*QUELLENAUSZUG*:
Der Buddhismus spielte eine eminente Rolle für die Entwicklung textiler Kunst, da das Zeremonialwesen hohe Anforderungen stellte. Einen Eindruck von den ersten Höhen der Entfaltung textiler Kunst können Sie in der Stadt Nara im Shôsôin des Tempels Tôdaiji betrachten. Sie finden künstlerische Werke aus Hanf, Chinanessel, aus dem Bast der Linde, der Glyzinie, des Papiermaulbeerbaumes und natürlich aus Seide. Seit dem 15. Jahrhundert kommt auch Baumwolle hinzu.

Einen Eindruck vermitteln auch die großen Bildrollen, wie z.B. die Bilderrolle zu den „Geschichten vom Prinzen Genji“, dem ersten Roman der Weltgeschichte, der vor tausend Jahren geschrieben wurde. Nach einer Zeit des Rückzugs auf japanische Traditionen zwischen dem 9. bis 12. Jahrhundert finden sich im 13. Jahrhundert wieder starke chinesische Impulse. Man lernte von China den Umgang mit Gold- und Silberbrokaten, Seidendamasten und ähnlichem. Schließlich ist es auch das Noh-Theater mit seinen prächtigen Gewändern, das die Textilkünstler zu Meisterwerken herausforderte.

*VORLIEGENDES MATERIAL*:
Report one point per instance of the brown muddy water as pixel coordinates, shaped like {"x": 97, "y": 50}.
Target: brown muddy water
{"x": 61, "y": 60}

*WORUM ES GEHT*: Schreib den Text über japanische Textilkunst weiter, beginnend nach seinem letzten Satz.

*ERGEBNIS DER ÜBUNG*:
Nachdem Japan sich nach der Mitte des 19. Jahrhunderts zum Westen geöffnet hatte, gehen, erstmals im Jahr 1872, führende japanische Textilkünstler zum Studium nach Europa. Einerseits werden moderne Techniken wie der Jacquart-Webstuhl eingeführt und schließlich in Japan selbst gebaut, andererseits wird an überkommenen Web- und Färbetechniken, etwa am Handwebstuhl oder an den alten Pflanzenfarben, an alten Mustern und Ornamenten festgehalten. Übrigens bleibt Kyoto mit seinem Weberviertel Nishijin das Zentrum der japanischen Textilkunst. Zu erwähnen sind z.B. die Tapisserien, wie der berühmte Schmetterling-Bildteppich aus Brokat von Date Yasuke V. oder der Gobelin aus gemustertem Brokat mit einer „Jagdszene am Berg Fuji“ von Kawashima Jimbei oder Kawashimas Gobelin „Die Rückkehr des Kolumbus“.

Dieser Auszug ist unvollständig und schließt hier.